= GIVEN TASK =
Rewrite the material from its first line through the line containing "36], [190, 38]]", replacing "red baseball cap" with "green baseball cap" and changing nothing else. Return only those lines.

= INPUT DATA =

** BEGIN **

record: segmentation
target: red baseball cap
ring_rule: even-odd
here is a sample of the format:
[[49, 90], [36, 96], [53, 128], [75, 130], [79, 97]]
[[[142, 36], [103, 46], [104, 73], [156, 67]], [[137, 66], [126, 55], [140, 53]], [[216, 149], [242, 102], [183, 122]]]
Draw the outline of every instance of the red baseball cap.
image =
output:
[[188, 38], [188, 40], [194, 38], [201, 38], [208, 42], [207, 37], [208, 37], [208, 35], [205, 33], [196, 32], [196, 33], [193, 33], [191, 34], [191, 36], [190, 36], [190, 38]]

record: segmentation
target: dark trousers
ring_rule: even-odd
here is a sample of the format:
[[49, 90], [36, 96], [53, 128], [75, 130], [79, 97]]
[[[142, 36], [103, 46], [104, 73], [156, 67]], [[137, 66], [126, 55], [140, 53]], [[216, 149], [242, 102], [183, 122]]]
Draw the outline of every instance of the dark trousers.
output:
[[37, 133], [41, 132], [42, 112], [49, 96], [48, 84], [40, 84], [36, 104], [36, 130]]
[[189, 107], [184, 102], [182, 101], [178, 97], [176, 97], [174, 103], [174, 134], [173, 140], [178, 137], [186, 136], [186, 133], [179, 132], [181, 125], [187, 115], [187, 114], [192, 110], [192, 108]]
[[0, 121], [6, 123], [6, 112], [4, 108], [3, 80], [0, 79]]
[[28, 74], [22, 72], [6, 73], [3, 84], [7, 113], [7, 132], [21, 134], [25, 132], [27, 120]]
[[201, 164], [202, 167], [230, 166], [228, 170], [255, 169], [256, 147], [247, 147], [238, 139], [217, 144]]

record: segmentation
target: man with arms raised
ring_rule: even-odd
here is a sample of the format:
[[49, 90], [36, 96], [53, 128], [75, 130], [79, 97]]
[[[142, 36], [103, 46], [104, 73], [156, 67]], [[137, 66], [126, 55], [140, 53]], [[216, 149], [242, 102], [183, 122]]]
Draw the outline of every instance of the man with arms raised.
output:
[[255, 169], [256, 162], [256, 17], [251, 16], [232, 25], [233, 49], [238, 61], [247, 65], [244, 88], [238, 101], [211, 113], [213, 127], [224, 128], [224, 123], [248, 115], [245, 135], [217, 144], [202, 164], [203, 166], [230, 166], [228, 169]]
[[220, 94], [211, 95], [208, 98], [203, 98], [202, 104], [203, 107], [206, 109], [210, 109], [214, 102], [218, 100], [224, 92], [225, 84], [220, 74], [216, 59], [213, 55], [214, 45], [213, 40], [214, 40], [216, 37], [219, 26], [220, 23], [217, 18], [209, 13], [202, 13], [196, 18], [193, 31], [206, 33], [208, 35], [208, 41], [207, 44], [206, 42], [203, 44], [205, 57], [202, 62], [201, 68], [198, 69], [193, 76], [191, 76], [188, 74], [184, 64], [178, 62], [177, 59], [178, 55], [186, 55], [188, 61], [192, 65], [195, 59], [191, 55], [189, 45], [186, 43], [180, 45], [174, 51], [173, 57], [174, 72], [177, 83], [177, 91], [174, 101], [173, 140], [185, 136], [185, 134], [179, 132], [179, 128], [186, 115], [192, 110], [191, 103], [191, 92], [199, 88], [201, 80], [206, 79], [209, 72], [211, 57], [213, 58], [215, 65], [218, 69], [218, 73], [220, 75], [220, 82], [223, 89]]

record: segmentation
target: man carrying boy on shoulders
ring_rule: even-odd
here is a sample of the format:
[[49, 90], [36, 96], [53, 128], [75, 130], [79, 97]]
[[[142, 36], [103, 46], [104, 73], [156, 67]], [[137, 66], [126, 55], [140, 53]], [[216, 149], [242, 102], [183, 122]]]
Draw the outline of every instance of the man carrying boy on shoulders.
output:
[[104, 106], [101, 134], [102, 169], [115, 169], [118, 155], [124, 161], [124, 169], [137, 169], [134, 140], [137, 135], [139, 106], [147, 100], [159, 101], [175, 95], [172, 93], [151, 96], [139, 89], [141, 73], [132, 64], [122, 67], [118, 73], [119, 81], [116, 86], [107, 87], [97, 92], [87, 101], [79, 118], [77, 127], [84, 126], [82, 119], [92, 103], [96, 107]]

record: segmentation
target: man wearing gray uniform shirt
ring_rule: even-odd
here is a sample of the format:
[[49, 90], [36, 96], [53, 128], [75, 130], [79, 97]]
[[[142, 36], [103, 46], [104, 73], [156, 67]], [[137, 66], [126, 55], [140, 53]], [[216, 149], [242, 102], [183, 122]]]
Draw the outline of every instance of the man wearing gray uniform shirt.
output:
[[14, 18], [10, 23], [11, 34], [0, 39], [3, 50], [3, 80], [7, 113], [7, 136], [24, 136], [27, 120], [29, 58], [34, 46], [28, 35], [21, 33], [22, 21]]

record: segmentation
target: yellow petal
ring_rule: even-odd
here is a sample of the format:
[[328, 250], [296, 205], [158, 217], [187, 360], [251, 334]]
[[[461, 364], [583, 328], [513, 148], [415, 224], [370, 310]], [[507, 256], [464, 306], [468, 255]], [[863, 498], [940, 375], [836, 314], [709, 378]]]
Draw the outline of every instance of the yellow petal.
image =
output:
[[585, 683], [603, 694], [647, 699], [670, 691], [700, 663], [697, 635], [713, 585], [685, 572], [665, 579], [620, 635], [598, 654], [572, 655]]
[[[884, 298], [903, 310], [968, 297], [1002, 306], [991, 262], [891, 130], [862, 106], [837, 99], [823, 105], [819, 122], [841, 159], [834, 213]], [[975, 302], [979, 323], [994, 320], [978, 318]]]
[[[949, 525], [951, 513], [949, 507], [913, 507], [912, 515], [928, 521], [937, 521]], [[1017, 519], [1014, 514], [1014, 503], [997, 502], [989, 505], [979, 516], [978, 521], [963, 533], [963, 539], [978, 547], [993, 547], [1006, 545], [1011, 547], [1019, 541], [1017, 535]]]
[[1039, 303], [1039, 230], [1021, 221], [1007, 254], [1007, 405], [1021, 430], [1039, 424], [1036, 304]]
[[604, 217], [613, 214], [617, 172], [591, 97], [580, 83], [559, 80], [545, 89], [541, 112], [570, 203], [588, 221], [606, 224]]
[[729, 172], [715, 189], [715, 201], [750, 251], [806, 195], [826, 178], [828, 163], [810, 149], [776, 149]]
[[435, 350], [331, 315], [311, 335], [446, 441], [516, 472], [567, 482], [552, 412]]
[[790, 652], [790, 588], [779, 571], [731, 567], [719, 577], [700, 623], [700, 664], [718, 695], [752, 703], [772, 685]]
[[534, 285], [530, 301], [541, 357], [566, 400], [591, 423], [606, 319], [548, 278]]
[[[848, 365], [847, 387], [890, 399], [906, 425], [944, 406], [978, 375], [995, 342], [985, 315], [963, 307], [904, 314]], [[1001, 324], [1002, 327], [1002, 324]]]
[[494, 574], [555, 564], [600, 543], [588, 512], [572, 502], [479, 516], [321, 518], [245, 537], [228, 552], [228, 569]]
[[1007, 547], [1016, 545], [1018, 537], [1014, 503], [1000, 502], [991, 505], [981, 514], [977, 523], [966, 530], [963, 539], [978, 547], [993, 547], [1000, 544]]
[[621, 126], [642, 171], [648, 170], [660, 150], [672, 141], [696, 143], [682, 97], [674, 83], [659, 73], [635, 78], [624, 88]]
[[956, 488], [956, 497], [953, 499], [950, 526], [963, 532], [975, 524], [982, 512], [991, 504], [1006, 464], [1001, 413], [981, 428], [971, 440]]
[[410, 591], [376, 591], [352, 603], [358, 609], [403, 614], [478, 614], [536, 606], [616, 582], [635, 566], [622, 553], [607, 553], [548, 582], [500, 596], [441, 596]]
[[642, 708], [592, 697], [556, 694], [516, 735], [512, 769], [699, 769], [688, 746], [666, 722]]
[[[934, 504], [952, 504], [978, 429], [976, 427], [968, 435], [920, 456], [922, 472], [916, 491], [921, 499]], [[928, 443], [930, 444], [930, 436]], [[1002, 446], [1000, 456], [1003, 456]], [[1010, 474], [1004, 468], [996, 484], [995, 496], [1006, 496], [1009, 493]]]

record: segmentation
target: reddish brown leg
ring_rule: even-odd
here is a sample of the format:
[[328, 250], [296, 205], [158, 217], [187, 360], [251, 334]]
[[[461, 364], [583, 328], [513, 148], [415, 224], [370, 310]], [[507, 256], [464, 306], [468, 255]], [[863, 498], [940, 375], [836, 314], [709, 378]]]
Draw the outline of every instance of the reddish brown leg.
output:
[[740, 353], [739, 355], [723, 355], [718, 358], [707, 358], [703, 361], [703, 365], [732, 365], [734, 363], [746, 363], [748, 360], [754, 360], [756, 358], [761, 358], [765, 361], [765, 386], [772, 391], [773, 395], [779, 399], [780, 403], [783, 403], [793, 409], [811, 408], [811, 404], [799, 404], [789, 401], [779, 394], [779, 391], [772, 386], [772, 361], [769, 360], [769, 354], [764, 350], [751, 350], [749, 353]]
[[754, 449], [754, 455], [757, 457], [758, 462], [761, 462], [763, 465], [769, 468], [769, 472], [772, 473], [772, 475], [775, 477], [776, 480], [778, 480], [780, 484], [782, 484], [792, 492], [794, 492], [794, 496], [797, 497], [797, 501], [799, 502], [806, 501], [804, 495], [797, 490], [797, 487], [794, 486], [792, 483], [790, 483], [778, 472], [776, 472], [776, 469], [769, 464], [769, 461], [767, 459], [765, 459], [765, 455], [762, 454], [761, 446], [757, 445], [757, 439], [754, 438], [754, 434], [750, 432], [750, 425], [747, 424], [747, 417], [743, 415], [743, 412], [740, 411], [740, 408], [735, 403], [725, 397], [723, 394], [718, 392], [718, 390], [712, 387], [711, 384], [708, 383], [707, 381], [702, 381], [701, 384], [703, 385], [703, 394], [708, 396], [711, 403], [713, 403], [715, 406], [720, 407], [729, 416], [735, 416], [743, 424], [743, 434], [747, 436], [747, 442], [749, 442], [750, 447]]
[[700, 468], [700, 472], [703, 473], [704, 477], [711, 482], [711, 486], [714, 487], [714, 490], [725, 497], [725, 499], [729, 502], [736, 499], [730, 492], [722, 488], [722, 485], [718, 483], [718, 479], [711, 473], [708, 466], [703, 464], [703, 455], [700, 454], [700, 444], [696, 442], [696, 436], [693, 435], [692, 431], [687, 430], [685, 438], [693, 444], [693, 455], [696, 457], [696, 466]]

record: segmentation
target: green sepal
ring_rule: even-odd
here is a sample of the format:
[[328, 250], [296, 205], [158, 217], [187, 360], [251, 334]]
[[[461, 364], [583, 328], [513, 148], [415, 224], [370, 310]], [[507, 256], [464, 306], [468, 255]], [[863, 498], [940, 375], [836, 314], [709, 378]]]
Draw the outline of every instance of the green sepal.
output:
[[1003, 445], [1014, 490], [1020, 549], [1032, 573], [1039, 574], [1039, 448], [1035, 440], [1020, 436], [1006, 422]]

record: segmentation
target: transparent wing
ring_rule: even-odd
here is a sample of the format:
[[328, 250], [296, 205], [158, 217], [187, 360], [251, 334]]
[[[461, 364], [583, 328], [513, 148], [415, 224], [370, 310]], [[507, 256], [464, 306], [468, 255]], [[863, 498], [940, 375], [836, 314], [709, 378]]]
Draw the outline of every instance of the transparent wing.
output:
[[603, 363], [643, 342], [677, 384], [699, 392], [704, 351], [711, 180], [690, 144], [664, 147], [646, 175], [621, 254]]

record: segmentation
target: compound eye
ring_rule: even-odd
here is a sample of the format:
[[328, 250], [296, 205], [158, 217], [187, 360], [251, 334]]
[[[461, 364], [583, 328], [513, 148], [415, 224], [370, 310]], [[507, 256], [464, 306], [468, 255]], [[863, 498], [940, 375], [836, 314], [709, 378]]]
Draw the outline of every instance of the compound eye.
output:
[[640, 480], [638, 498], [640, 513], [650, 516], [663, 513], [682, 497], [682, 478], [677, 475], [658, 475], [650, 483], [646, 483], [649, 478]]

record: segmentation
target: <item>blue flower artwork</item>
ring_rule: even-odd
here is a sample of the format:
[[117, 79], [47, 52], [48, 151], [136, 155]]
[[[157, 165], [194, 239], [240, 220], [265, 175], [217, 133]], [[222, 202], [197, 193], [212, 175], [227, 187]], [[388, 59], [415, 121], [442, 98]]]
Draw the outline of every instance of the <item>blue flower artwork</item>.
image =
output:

** END **

= THE OUTPUT =
record: segmentation
target: green baseball cap
ring_rule: even-odd
here is a sample of the format:
[[49, 90], [36, 96], [53, 128], [75, 130], [79, 97]]
[[[142, 36], [103, 46], [104, 73], [156, 67]], [[137, 66], [126, 55], [140, 53]], [[216, 149], [242, 102], [183, 122]]]
Draw the outline of every instance of the green baseball cap.
image =
output:
[[188, 38], [188, 40], [194, 38], [201, 38], [208, 42], [207, 37], [208, 37], [208, 35], [205, 33], [196, 32], [196, 33], [193, 33], [191, 34], [191, 36], [190, 36], [190, 38]]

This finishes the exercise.